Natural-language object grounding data
↓↓↓
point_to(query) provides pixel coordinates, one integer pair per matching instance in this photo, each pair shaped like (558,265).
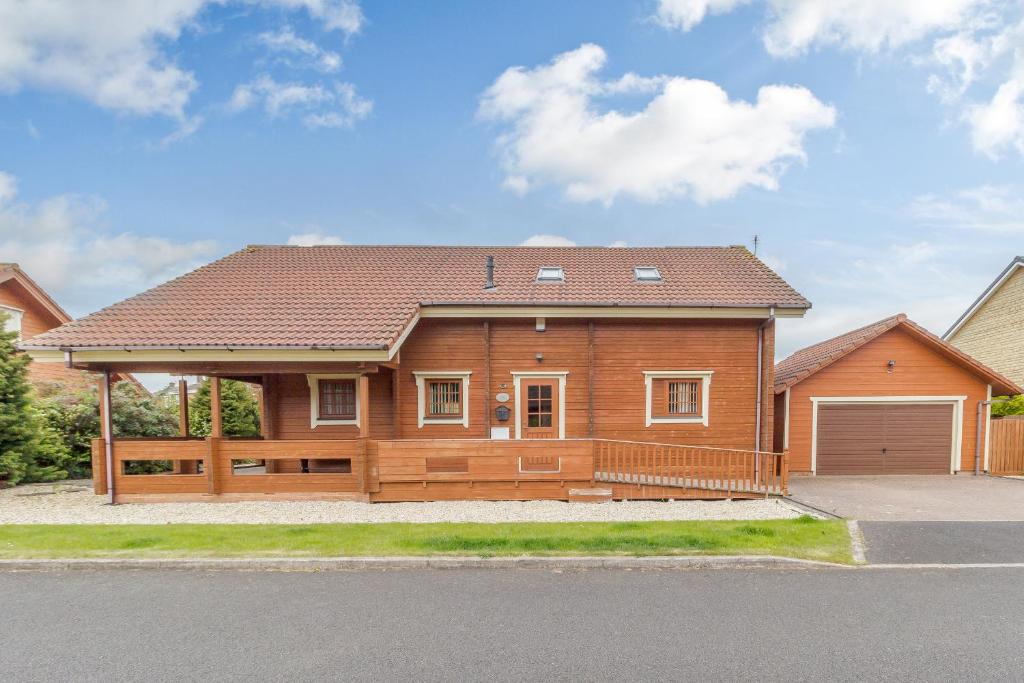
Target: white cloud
(868,26)
(967,43)
(324,105)
(853,285)
(688,140)
(115,52)
(795,26)
(344,15)
(547,241)
(286,41)
(60,242)
(986,208)
(313,239)
(684,14)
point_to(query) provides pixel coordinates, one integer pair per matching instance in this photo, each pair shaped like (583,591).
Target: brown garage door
(884,438)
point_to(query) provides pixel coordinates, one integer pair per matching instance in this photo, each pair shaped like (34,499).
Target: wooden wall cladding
(920,371)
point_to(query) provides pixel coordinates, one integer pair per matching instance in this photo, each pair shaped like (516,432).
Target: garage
(885,438)
(886,398)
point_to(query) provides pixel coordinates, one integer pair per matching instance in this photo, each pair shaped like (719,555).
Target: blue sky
(873,146)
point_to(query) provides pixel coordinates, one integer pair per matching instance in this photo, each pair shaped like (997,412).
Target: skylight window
(647,273)
(551,274)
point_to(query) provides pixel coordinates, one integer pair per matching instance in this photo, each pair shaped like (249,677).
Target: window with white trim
(647,273)
(11,321)
(677,396)
(442,397)
(334,399)
(551,273)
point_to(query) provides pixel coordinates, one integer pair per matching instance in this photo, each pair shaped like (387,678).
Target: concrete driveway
(913,498)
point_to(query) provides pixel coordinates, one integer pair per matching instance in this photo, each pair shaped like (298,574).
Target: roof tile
(360,296)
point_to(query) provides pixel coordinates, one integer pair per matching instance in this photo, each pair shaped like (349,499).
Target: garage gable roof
(813,358)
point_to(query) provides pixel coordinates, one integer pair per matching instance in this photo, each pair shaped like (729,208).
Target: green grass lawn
(804,538)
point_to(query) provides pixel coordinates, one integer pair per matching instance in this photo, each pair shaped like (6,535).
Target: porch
(407,470)
(370,457)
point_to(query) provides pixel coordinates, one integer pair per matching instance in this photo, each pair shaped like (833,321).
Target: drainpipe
(761,335)
(977,438)
(108,429)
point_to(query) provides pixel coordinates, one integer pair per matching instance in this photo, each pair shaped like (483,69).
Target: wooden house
(426,373)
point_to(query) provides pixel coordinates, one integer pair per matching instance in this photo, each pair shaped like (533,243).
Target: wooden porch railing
(644,464)
(218,474)
(311,467)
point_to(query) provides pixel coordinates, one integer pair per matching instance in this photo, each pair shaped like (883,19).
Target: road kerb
(856,542)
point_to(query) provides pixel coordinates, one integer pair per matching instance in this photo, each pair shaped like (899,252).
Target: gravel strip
(74,503)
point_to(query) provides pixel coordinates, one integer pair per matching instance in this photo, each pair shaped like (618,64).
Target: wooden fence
(1006,456)
(665,465)
(429,469)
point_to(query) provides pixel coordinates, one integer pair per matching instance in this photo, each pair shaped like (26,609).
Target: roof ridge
(845,334)
(523,247)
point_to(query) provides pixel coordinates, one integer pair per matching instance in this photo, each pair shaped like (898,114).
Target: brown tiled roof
(808,360)
(364,297)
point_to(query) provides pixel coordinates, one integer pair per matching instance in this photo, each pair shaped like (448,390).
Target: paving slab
(913,498)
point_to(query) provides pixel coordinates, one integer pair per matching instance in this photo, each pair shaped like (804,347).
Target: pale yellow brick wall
(994,335)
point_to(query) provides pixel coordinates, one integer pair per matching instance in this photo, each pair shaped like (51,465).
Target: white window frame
(517,398)
(314,419)
(957,426)
(421,396)
(559,279)
(657,273)
(704,375)
(14,319)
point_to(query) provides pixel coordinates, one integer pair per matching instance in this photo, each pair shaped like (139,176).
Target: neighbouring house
(991,329)
(425,373)
(887,398)
(171,394)
(32,311)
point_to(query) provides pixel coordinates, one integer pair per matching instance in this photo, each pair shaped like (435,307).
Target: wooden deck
(392,470)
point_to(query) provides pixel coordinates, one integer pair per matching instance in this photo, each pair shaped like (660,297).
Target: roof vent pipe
(491,273)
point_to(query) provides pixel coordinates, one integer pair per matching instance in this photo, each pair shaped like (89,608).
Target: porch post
(266,410)
(182,408)
(216,432)
(182,466)
(107,428)
(216,427)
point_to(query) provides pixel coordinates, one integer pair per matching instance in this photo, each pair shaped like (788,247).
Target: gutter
(212,347)
(613,304)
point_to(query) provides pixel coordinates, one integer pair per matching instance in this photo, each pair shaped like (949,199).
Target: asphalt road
(513,625)
(956,543)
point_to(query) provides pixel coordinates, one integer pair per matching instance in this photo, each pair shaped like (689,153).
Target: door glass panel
(539,406)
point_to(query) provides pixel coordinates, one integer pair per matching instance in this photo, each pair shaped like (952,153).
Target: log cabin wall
(622,350)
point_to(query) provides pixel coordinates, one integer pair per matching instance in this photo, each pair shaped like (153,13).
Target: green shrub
(239,410)
(30,451)
(1003,406)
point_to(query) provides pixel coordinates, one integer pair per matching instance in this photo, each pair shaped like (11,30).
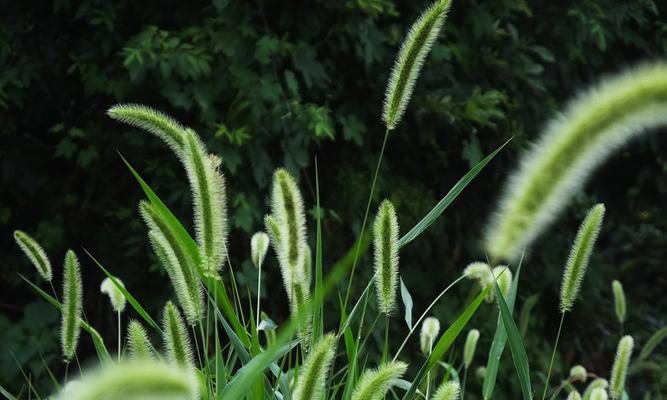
↑↑↑
## WHAT NEEDS TO BE DONE
Copy the final portion of the records: every line from the one containing "Target: door glass panel" through the last, word for word, without pictures.

## ANSWER SECTION
Target: door glass panel
(539,406)
point_to(query) provides pixel coordinates, one integer pair per matching instance in this photo, each pair shaped like (952,153).
Target: log cabin wall
(622,350)
point_to(query) provides pixel coordinates, one integer pair per matching instance in this photo, each pair shaped like (153,13).
Target: green shrub
(239,410)
(30,451)
(1003,406)
point_to(query) provides pixel coordinates, one integer pair per matching instance in this photo, each pair shaped like (11,30).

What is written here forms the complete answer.